▶ _Selection_:
┌────────
- Occupations: Director, screenwriter, producer
- Years active: 2003–present

= Sanjay Ram =

Indian film director and producer

Sanjay Ram is an Indian film director, screenwriter, and producer who has worked on Tamil films and was active in the late 2000s. Throughout his career, he worked on several films which failed to have a theatrical release. Furthermore, several of his films have been criticised for their gore content and excessive bloodshed on screen.

==Career==
Sanjay Ram began his career by penning the script for the film Shree (2002) and Anbe Anbe (2003). Sanjay Ram worked on two village centric action films in 2006; Thoothukudi featuring choreographer Harikumar and Aadu Puli Attam featuring newcomers. Thootukudi won positive reviews and became a surprise success at the box office. He then made the Saravanan-starrer Veeramum Eeramum (2007) and Iyakkam (2008), which he also produced. In 2008, Sanjay Ram worked on Sivamayam, a tale based on the Mahabharata, featuring Shaam, Megha Nair, Sridevika and Prakash Raj in the lead roles. Despite beginning shoot in Chennai and Coimbatore and recording songs, the film did not have a theatrical release. Furthermore, another film he worked titled Surla featuring Ajay Krishna and Sanchita Shetty also failed to have a theatrical release. He also announced a film titled Lingam with Mammootty and Sarath Kumar, but the project did not materialise. Sanjay Ram worked on a film titled Poova Thalaiya during 2008 with Udhaya and Shirin, but the film ran into production troubles. As the film geared up for release in 2011, Shirin complained to the Nadigar Sangam that Sanjay Ram was trying to release the film without finishing her portions. The film then had a low key release in 2011.
└────────
▶ _Records for the task_:
┌────────
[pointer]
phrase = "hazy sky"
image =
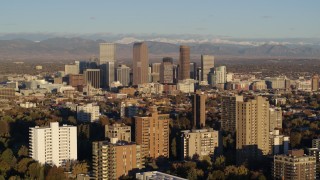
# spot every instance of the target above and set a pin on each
(235, 18)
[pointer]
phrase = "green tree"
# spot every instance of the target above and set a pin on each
(295, 139)
(23, 151)
(23, 164)
(34, 170)
(262, 177)
(219, 162)
(80, 168)
(8, 157)
(216, 175)
(55, 173)
(174, 148)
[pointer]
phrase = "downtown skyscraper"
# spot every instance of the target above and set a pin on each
(140, 63)
(184, 63)
(107, 63)
(166, 70)
(207, 63)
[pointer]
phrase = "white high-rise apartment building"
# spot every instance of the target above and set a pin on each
(88, 113)
(53, 145)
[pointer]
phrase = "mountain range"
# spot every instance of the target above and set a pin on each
(75, 48)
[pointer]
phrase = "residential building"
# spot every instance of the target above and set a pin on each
(315, 152)
(279, 144)
(202, 142)
(252, 128)
(119, 131)
(150, 175)
(229, 112)
(295, 166)
(152, 133)
(315, 83)
(199, 109)
(275, 119)
(54, 145)
(111, 160)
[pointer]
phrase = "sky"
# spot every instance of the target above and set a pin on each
(223, 18)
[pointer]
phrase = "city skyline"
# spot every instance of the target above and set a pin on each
(251, 19)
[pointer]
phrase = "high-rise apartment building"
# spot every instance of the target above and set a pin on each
(252, 128)
(184, 63)
(199, 109)
(123, 75)
(107, 53)
(229, 112)
(53, 145)
(203, 142)
(152, 133)
(140, 63)
(315, 152)
(88, 113)
(92, 77)
(279, 144)
(119, 131)
(275, 119)
(207, 63)
(111, 160)
(315, 83)
(166, 71)
(295, 165)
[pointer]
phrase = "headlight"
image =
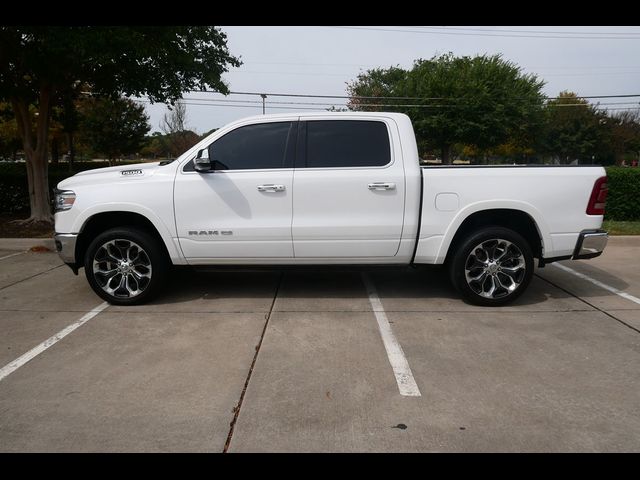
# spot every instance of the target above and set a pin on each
(64, 200)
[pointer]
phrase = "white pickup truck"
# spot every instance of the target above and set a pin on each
(320, 189)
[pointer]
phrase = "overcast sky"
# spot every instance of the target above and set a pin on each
(321, 60)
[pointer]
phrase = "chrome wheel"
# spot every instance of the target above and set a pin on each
(495, 268)
(122, 268)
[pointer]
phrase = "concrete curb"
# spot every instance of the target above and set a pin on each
(21, 244)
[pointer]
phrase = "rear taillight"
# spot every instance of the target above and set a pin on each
(598, 197)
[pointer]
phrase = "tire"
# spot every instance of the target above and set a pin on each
(126, 266)
(483, 280)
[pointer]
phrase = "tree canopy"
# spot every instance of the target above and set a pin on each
(482, 101)
(39, 62)
(113, 127)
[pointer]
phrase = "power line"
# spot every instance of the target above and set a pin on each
(360, 97)
(526, 31)
(486, 34)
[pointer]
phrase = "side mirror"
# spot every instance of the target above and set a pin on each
(202, 163)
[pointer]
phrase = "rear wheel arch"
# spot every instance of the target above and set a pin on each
(517, 220)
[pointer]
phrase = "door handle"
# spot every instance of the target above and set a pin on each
(382, 186)
(271, 188)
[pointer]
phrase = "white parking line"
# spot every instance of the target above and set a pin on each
(12, 255)
(620, 293)
(401, 369)
(34, 352)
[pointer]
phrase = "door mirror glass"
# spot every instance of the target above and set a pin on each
(202, 163)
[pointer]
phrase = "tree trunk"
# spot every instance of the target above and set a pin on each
(35, 150)
(72, 150)
(446, 155)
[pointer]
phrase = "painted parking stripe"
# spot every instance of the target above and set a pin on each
(401, 369)
(34, 352)
(620, 293)
(12, 255)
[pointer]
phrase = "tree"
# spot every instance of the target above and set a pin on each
(113, 127)
(482, 101)
(9, 139)
(174, 125)
(38, 62)
(574, 129)
(625, 133)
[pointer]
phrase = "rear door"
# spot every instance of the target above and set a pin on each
(349, 188)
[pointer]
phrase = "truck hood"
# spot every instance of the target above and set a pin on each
(122, 173)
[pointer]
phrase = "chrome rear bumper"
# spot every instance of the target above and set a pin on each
(590, 244)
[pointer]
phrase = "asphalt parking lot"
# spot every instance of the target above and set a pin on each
(296, 361)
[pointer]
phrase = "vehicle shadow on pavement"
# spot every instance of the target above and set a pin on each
(599, 274)
(188, 284)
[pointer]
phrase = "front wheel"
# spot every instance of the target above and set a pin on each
(125, 266)
(492, 267)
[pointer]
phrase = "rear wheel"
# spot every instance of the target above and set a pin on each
(492, 267)
(125, 266)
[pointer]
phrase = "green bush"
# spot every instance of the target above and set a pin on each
(623, 201)
(14, 192)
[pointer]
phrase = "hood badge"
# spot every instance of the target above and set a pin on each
(129, 173)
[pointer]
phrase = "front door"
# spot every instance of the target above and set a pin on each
(243, 209)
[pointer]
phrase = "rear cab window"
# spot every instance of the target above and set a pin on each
(344, 143)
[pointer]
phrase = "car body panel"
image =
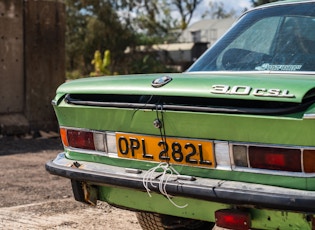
└────────
▶ _Required task 1_: Please say whether each statement below agrees with the article on Sanjay Ram, answering yes or no and quoting the deciding words from the article. (a) Thoothukudi became a success at the box office. (b) Sivamayam had a theatrical release. (c) Poova Thalaiya was released in 2011.
▶ _Required task 2_: Count the lines in the entries that contain the word "apartment", with case counting, and give only the number.

▶ _Task output 1_:
(a) Yes: "Thootukudi won positive reviews and became a surprise success at the box office."
(b) No: "the film did not have a theatrical release."
(c) Yes: "The film then had a low key release in 2011."

▶ _Task output 2_: 2